=== SHORT PROBLEM ===
Swap "curb" for "sidewalk edge" in the material from its start through the line containing "[0,93,25,131]", and write those lines out again with nothing else altered. Omit the pictures.

Region labeling records:
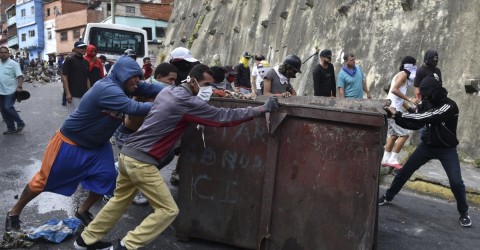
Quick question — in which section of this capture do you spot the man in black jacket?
[378,76,472,227]
[312,49,337,97]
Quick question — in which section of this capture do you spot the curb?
[380,168,480,207]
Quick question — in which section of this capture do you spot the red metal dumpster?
[174,97,386,250]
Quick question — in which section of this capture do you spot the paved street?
[0,83,480,250]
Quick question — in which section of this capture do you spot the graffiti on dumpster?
[181,119,268,204]
[190,174,237,204]
[303,123,370,160]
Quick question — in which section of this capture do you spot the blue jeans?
[385,142,468,214]
[0,93,25,131]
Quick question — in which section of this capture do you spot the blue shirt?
[0,58,23,95]
[337,65,364,99]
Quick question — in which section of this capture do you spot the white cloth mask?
[403,63,417,80]
[194,78,213,102]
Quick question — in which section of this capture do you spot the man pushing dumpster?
[74,64,278,249]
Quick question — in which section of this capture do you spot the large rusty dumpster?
[174,97,386,250]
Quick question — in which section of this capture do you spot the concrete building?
[0,0,16,50]
[15,0,45,60]
[43,0,87,59]
[56,9,103,55]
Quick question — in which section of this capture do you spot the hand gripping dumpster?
[174,96,386,250]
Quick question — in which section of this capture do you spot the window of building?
[155,27,165,37]
[125,6,135,14]
[143,27,153,40]
[60,31,68,41]
[73,29,80,39]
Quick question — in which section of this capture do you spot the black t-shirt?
[312,64,337,96]
[62,55,88,98]
[413,65,442,88]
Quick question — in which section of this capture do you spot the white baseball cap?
[170,47,198,62]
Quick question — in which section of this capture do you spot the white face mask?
[194,79,213,102]
[403,64,417,80]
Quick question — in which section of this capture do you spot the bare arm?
[362,79,372,99]
[338,87,345,98]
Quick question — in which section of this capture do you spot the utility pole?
[110,0,115,24]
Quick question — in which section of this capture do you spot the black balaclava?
[423,49,438,68]
[420,76,448,107]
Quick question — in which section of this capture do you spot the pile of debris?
[23,64,57,84]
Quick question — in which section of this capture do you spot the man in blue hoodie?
[5,56,162,231]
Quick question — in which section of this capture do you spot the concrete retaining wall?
[161,0,480,159]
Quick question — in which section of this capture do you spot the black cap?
[320,49,332,57]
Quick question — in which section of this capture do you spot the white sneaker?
[381,152,392,167]
[133,192,148,205]
[385,160,402,169]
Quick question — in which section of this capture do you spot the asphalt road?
[0,80,480,250]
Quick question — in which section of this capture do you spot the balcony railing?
[8,36,18,47]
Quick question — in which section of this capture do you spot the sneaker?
[73,235,113,250]
[133,192,148,205]
[378,195,392,206]
[385,161,402,169]
[75,208,93,226]
[458,213,472,227]
[114,240,127,250]
[3,129,17,135]
[102,195,113,205]
[170,170,180,185]
[5,212,22,232]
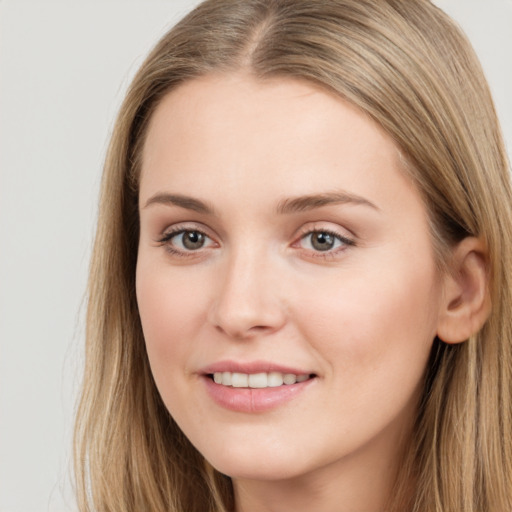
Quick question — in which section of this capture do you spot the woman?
[76,0,512,512]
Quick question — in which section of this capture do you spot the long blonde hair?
[75,0,512,512]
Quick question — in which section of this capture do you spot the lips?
[200,361,317,413]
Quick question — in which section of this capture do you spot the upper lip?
[199,360,313,375]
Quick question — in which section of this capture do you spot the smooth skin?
[137,73,488,512]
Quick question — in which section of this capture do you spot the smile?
[210,372,311,389]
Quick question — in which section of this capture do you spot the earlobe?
[437,237,491,344]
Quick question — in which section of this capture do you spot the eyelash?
[157,226,356,259]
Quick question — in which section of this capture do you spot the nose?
[209,247,286,340]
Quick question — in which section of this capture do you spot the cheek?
[295,264,439,375]
[137,265,205,372]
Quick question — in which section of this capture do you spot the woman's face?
[137,74,442,492]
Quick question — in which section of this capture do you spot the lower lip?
[203,376,316,413]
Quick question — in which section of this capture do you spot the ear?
[437,237,491,344]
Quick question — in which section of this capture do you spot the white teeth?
[249,373,268,388]
[213,372,309,389]
[283,373,297,385]
[267,372,283,388]
[232,373,249,388]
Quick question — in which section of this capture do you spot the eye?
[159,229,214,252]
[299,230,354,252]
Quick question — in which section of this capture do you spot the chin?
[203,446,311,480]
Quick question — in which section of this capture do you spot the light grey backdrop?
[0,0,512,512]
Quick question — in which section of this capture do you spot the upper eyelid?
[157,221,357,245]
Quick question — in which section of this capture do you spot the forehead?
[141,74,416,214]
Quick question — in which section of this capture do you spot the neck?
[233,414,412,512]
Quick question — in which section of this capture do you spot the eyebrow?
[277,191,379,214]
[144,193,214,215]
[144,192,379,215]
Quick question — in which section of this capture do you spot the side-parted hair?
[75,0,512,512]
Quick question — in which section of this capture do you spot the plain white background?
[0,0,512,512]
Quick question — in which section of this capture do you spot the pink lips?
[199,361,316,413]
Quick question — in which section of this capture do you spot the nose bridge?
[210,243,285,338]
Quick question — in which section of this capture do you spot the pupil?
[311,233,334,251]
[183,231,204,249]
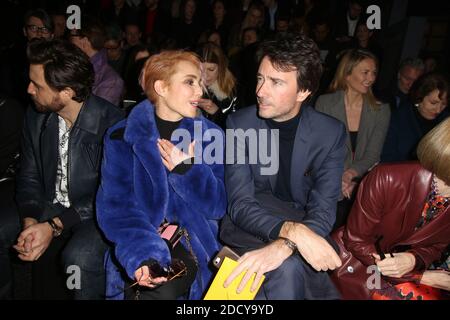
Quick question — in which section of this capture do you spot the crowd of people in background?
[0,0,450,299]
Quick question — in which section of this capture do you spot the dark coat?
[332,162,450,299]
[16,95,124,227]
[97,100,226,299]
[220,106,346,299]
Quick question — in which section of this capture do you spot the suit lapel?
[335,90,352,154]
[354,99,372,159]
[40,113,59,194]
[291,106,312,202]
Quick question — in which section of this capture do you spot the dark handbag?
[331,227,372,300]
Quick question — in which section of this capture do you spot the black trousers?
[125,242,197,300]
[0,180,20,300]
[32,204,108,300]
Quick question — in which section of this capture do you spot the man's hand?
[280,222,342,271]
[158,139,195,171]
[223,240,292,293]
[372,252,416,278]
[13,222,53,261]
[420,270,450,291]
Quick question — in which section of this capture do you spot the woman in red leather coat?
[332,119,450,300]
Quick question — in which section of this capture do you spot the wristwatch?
[278,237,298,254]
[46,219,63,238]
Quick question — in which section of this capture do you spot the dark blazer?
[316,90,390,176]
[97,99,226,299]
[16,95,124,227]
[332,162,450,299]
[221,106,345,247]
[381,101,450,162]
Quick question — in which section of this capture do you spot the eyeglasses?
[27,24,50,34]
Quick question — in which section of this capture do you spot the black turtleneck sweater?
[155,112,194,174]
[266,109,301,202]
[266,109,302,239]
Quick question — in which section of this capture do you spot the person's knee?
[62,222,107,272]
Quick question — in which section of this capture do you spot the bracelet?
[46,219,62,238]
[278,237,298,254]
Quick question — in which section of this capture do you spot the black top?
[266,109,301,201]
[155,112,194,174]
[155,113,181,141]
[349,131,358,153]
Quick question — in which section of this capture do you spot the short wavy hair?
[417,118,450,185]
[27,39,95,102]
[142,50,201,104]
[258,33,322,96]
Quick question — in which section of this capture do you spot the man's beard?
[33,96,65,113]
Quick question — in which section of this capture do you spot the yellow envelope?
[204,257,265,300]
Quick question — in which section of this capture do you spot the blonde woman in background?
[198,42,237,128]
[316,49,390,227]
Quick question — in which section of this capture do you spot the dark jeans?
[0,181,20,300]
[32,205,108,300]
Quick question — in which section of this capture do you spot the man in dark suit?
[221,34,345,299]
[14,40,124,299]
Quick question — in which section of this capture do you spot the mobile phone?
[213,246,239,269]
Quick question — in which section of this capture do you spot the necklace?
[416,176,450,229]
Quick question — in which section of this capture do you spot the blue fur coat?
[97,100,226,299]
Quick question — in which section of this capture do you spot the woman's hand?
[372,252,416,278]
[134,266,167,288]
[198,99,219,115]
[342,169,358,199]
[420,270,450,291]
[158,139,195,171]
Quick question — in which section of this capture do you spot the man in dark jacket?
[14,40,123,299]
[220,34,345,299]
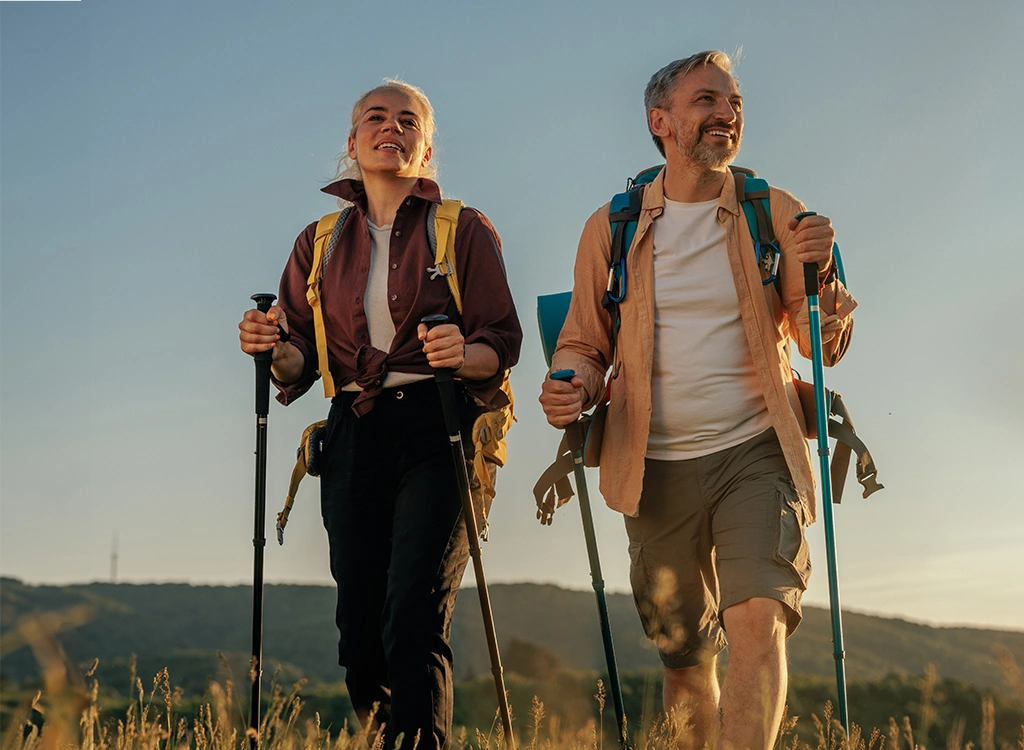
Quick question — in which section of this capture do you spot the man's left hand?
[790,214,836,274]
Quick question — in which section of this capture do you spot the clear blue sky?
[0,0,1024,628]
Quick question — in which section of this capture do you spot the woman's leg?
[321,393,395,726]
[382,383,469,750]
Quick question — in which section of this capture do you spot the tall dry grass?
[0,610,1024,750]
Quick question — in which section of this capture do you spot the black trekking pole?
[421,315,515,750]
[549,370,629,748]
[797,211,850,736]
[249,294,278,748]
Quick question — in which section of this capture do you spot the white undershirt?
[647,199,771,461]
[362,221,395,351]
[342,221,431,390]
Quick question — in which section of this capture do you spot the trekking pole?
[549,370,629,748]
[421,315,515,750]
[249,294,278,748]
[797,211,850,736]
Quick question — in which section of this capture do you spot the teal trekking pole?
[550,370,628,748]
[797,211,850,736]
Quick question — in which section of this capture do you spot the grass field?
[0,631,1024,750]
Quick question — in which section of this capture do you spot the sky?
[0,0,1024,630]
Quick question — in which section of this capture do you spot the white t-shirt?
[342,221,431,390]
[647,199,771,461]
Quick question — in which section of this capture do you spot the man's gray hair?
[643,49,732,156]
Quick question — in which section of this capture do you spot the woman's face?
[348,89,431,177]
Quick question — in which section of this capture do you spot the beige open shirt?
[552,171,857,524]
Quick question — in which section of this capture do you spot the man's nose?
[715,101,736,122]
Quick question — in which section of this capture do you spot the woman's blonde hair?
[335,78,437,179]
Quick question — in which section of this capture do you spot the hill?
[0,578,1024,690]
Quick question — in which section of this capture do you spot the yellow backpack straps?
[306,211,342,399]
[434,198,463,314]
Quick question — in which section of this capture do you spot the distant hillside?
[0,578,1024,689]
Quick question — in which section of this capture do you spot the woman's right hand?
[239,305,288,360]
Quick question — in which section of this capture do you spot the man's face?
[649,65,743,170]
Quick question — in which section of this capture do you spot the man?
[541,51,856,750]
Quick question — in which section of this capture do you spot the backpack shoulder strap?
[730,167,782,298]
[306,206,352,399]
[427,198,463,314]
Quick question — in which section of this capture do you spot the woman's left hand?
[417,323,466,370]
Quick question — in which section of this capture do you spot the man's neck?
[665,159,729,203]
[362,174,419,226]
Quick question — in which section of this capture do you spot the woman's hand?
[239,305,288,360]
[239,305,305,383]
[417,323,466,371]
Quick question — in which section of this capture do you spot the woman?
[239,80,522,748]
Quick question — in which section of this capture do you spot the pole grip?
[420,315,462,428]
[548,369,586,456]
[795,211,819,297]
[250,293,278,416]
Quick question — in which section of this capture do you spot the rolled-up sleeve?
[455,207,522,407]
[270,221,319,406]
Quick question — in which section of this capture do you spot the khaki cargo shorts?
[626,429,811,669]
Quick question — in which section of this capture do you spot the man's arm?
[771,189,857,367]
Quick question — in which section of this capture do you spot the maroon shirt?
[274,178,522,408]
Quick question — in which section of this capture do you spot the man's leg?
[662,657,719,750]
[718,597,787,750]
[626,459,725,750]
[709,430,810,750]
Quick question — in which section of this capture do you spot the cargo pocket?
[630,543,659,640]
[774,481,811,591]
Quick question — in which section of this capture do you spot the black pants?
[321,379,473,750]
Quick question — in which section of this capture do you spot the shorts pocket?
[773,482,811,591]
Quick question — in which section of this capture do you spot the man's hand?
[538,375,584,428]
[790,214,836,274]
[416,323,466,371]
[239,305,288,360]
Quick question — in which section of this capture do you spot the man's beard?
[673,114,739,171]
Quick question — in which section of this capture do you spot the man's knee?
[722,596,786,654]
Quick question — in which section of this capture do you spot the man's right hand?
[538,375,585,428]
[239,305,288,360]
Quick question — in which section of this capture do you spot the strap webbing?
[306,206,351,399]
[428,198,463,315]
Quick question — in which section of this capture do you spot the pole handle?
[250,293,278,417]
[548,369,587,450]
[795,211,819,297]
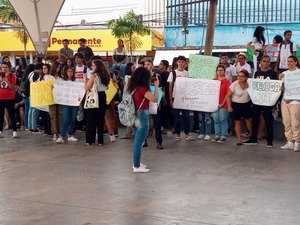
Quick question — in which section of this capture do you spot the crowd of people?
[0,26,300,172]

=== COMPLETED EXERCISE ===
Quick question — in which section of this capture do you spot the man in black jacket?
[378,76,472,227]
[312,49,337,97]
Quick question — in which section of this capture do you spot the sidewalk edge?
[380,168,480,207]
Quick question — in which section of this capture do you spot the red metal dumpster?
[174,97,386,250]
Quick question — in which section of this capture do you spot the paved street?
[0,83,480,250]
Quick question — in which section of this capture do you spot the graffiti on dumpster?
[181,119,268,204]
[190,174,237,204]
[303,123,370,160]
Quick question — in which section of this capture do you spot the blue jeans?
[385,142,468,214]
[0,93,25,131]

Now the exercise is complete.